GIVEN RECORDS:
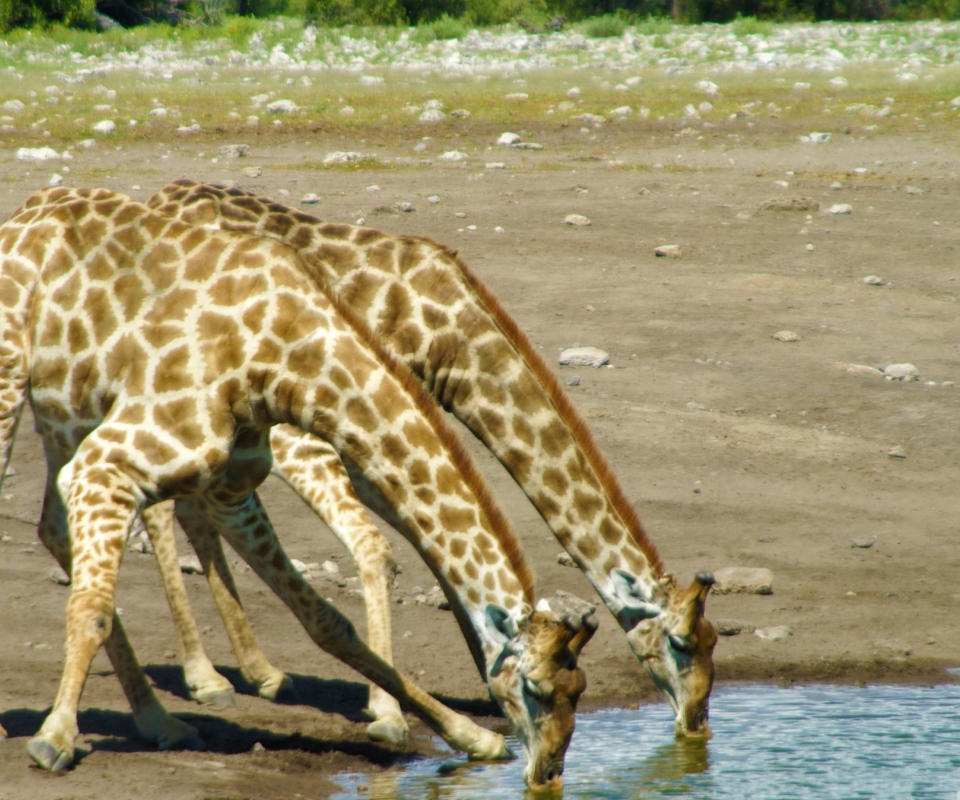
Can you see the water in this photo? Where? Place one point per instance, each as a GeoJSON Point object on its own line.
{"type": "Point", "coordinates": [769, 742]}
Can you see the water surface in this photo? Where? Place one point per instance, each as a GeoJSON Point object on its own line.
{"type": "Point", "coordinates": [769, 742]}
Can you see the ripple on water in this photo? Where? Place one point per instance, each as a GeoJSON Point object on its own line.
{"type": "Point", "coordinates": [769, 742]}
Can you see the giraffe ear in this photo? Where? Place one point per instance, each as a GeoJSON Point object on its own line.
{"type": "Point", "coordinates": [635, 599]}
{"type": "Point", "coordinates": [501, 627]}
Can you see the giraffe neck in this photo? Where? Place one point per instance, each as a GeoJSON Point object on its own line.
{"type": "Point", "coordinates": [430, 312]}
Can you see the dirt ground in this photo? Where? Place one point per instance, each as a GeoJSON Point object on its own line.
{"type": "Point", "coordinates": [737, 449]}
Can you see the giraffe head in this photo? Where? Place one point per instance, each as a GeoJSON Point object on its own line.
{"type": "Point", "coordinates": [537, 682]}
{"type": "Point", "coordinates": [675, 645]}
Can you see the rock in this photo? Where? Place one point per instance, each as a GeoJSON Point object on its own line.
{"type": "Point", "coordinates": [234, 150]}
{"type": "Point", "coordinates": [775, 633]}
{"type": "Point", "coordinates": [786, 336]}
{"type": "Point", "coordinates": [191, 565]}
{"type": "Point", "coordinates": [859, 369]}
{"type": "Point", "coordinates": [790, 204]}
{"type": "Point", "coordinates": [668, 251]}
{"type": "Point", "coordinates": [32, 154]}
{"type": "Point", "coordinates": [743, 580]}
{"type": "Point", "coordinates": [732, 627]}
{"type": "Point", "coordinates": [901, 372]}
{"type": "Point", "coordinates": [584, 357]}
{"type": "Point", "coordinates": [282, 107]}
{"type": "Point", "coordinates": [59, 576]}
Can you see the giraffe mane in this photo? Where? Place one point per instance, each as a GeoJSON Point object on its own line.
{"type": "Point", "coordinates": [459, 457]}
{"type": "Point", "coordinates": [568, 413]}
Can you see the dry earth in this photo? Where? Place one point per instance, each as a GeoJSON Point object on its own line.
{"type": "Point", "coordinates": [737, 449]}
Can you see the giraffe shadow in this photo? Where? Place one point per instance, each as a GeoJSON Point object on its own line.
{"type": "Point", "coordinates": [346, 698]}
{"type": "Point", "coordinates": [221, 736]}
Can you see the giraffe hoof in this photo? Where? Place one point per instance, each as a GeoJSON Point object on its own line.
{"type": "Point", "coordinates": [225, 698]}
{"type": "Point", "coordinates": [388, 730]}
{"type": "Point", "coordinates": [48, 755]}
{"type": "Point", "coordinates": [285, 692]}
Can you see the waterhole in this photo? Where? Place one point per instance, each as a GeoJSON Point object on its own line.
{"type": "Point", "coordinates": [768, 742]}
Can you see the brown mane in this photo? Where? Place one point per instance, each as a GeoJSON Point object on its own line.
{"type": "Point", "coordinates": [570, 416]}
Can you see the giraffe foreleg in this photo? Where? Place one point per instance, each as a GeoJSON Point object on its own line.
{"type": "Point", "coordinates": [101, 503]}
{"type": "Point", "coordinates": [204, 683]}
{"type": "Point", "coordinates": [313, 469]}
{"type": "Point", "coordinates": [248, 529]}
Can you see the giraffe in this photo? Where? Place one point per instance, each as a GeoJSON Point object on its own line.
{"type": "Point", "coordinates": [157, 356]}
{"type": "Point", "coordinates": [433, 314]}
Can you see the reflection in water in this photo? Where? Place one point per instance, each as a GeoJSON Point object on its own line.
{"type": "Point", "coordinates": [810, 742]}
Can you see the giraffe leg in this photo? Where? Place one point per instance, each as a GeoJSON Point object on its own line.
{"type": "Point", "coordinates": [91, 622]}
{"type": "Point", "coordinates": [271, 683]}
{"type": "Point", "coordinates": [247, 528]}
{"type": "Point", "coordinates": [204, 683]}
{"type": "Point", "coordinates": [314, 470]}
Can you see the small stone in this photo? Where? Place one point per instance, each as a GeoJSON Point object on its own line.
{"type": "Point", "coordinates": [786, 336]}
{"type": "Point", "coordinates": [584, 357]}
{"type": "Point", "coordinates": [282, 107]}
{"type": "Point", "coordinates": [59, 576]}
{"type": "Point", "coordinates": [668, 251]}
{"type": "Point", "coordinates": [901, 372]}
{"type": "Point", "coordinates": [191, 565]}
{"type": "Point", "coordinates": [743, 580]}
{"type": "Point", "coordinates": [775, 633]}
{"type": "Point", "coordinates": [234, 150]}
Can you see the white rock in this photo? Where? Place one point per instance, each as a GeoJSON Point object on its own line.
{"type": "Point", "coordinates": [786, 336]}
{"type": "Point", "coordinates": [743, 580]}
{"type": "Point", "coordinates": [668, 251]}
{"type": "Point", "coordinates": [584, 357]}
{"type": "Point", "coordinates": [234, 150]}
{"type": "Point", "coordinates": [31, 154]}
{"type": "Point", "coordinates": [191, 565]}
{"type": "Point", "coordinates": [901, 372]}
{"type": "Point", "coordinates": [282, 107]}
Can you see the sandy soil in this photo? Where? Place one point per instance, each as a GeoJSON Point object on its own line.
{"type": "Point", "coordinates": [737, 449]}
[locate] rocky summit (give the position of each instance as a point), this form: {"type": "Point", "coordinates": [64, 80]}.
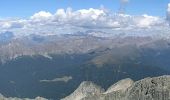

WRITTEN REQUEST: Which lines in the records above contain the string "mane"? Extract each of them in full, treating uppercase and lowercase as different.

EXERCISE ANSWER:
Can you see the giraffe mane in this photo? Where? Place one point per instance, each as a GeoJSON Point object on its own line.
Can you see the brown mane in this photo? Where? Place one point per instance, each as a GeoJSON Point object on its own line.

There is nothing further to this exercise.